*** GIVEN TEXT Section Begins ***

Service chatbots and conversational AI. For customers and agents, AI helpers can provide virtual assistance, language translation, order status, search, product recommendations, email and chat answers. Brand avatars are delivering consistent omnichannel customer service whether on a kiosk, mobile app, ecommerce or in the drive-thru. Employees can get answers to FAQs via voice, text, videos, and images in multiple languages.
The right infrastructure is crucial for retail AI
The plentiful opportunities for transformational use of AI also brings retailers new challenges.
As in other industries, many companies will discover they lack the powerful infrastructure needed to develop and deploy AI-enabled applications. Requirements here are typically far more demanding than for conventional computing, especially with large model sizes and high complexity. Optimized, accelerated environments that are “purpose-built” for AI are needed to deliver real-time speed, predictability and accuracy.
Here is what retail experts say is needed for AI success: The versatility to support diverse models with one end-to-end application that can deliver the desired user experience. High performance and scalability to optimize time-to-solution and deployment costs. An end-to-end solution stack that supports the entire workflow — including data prep, model building, training and deployment within an AI-powered service. And a uniform stack to flexibly train in the cloud and deploy at the edge in stores and other locations.
For many, meeting these criteria will mean adding AI to the growing list of critical workloads shifting to the cloud as a way of gaining high-performance processing, servers, networking, storage, development platforms and environments and software without heavy capital costs.
Getting infrastructure right is crucial, agrees Everseen’s O’Herlihy. He says a high-performing cloud environment has been crucial for his company’s AI success in several ways. It enables scaling across thousands of locations, easy “lifting and shifting” of technology building-blocks from one part of a store to another and delivers high performance that lets AI models understand a moving scene, including analyzing how humans interact with objects, in real time.
Fashable’s Fernandes concurs. “We talk a lot about on-demand cloud infrastructure and services to accelerate product innovation and build competitive advantage. ‘Doing more with less’ with a small team is important, so we can invest in our IP and leverage Azure Machine Learning and PyTorch with the NVIDIA AI platform to achieve state-of-the-art results. This is crucial for minimizing upfront investments and risks so that our applied research team can fail and adapt quicker.”

*** GIVEN TEXT Section Ends ***
*** RECORD EXCERPTS Section Begins ***

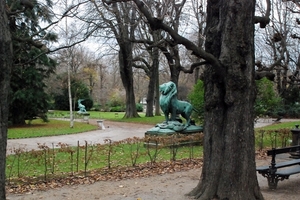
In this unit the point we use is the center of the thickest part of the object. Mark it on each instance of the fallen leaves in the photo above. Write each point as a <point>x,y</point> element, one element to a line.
<point>144,170</point>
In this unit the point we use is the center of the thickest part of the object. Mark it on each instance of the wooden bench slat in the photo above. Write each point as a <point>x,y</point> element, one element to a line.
<point>288,171</point>
<point>283,150</point>
<point>280,165</point>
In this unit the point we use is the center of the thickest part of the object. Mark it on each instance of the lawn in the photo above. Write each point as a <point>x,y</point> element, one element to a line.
<point>38,128</point>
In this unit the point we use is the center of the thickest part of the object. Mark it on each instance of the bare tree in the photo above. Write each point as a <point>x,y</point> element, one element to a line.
<point>229,155</point>
<point>119,20</point>
<point>6,58</point>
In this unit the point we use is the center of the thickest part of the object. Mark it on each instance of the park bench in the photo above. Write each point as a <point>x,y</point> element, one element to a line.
<point>281,170</point>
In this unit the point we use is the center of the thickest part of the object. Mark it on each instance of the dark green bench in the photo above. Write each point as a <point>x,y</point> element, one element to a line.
<point>279,171</point>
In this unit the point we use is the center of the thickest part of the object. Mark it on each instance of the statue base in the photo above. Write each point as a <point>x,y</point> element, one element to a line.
<point>85,116</point>
<point>174,133</point>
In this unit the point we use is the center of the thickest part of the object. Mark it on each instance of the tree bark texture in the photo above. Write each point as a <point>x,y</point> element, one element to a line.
<point>229,155</point>
<point>125,62</point>
<point>153,76</point>
<point>5,71</point>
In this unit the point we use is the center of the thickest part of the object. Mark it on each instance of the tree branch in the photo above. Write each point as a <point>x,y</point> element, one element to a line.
<point>264,20</point>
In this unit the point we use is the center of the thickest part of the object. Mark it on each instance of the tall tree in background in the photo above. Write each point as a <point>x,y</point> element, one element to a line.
<point>229,155</point>
<point>5,70</point>
<point>31,64</point>
<point>122,27</point>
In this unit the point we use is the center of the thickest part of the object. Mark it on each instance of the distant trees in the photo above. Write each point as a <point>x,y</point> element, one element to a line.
<point>31,65</point>
<point>6,63</point>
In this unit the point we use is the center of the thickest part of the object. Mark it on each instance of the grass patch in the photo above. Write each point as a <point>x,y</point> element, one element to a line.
<point>38,128</point>
<point>112,116</point>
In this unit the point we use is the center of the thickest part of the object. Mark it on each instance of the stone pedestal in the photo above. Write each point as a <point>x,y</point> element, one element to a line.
<point>175,133</point>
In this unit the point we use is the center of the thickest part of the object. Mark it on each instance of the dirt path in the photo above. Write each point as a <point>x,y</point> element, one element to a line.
<point>160,187</point>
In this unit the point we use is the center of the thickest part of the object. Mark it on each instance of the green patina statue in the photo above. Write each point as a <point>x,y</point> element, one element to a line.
<point>81,106</point>
<point>171,105</point>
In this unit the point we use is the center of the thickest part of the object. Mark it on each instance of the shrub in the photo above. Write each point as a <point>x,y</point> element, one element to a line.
<point>196,97</point>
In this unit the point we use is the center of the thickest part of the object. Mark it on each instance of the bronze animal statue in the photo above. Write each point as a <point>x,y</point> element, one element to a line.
<point>171,105</point>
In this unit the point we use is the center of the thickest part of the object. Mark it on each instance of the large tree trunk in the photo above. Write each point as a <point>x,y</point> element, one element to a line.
<point>5,69</point>
<point>229,155</point>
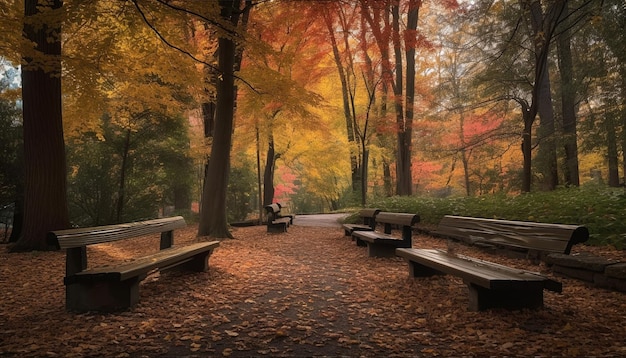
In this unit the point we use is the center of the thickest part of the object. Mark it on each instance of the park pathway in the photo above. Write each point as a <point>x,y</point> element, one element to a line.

*** RECORD EXCERPTS Section Ends ***

**ACTIONS TO TAKE:**
1. In the text on retail AI infrastructure, why will many retailers shift AI to the cloud?
2. According to the text on retail AI infrastructure, which two tools does Fashable use with the NVIDIA AI platform?

**TASK-BY-TASK OUTPUTS:**
1. Many retailers will move AI to the cloud because it gives them high-performance processing, servers, networking, storage, development platforms and environments, and software without heavy capital costs. This is how they can meet the demanding requirements for AI success.

2. Fashable uses Azure Machine Learning and PyTorch.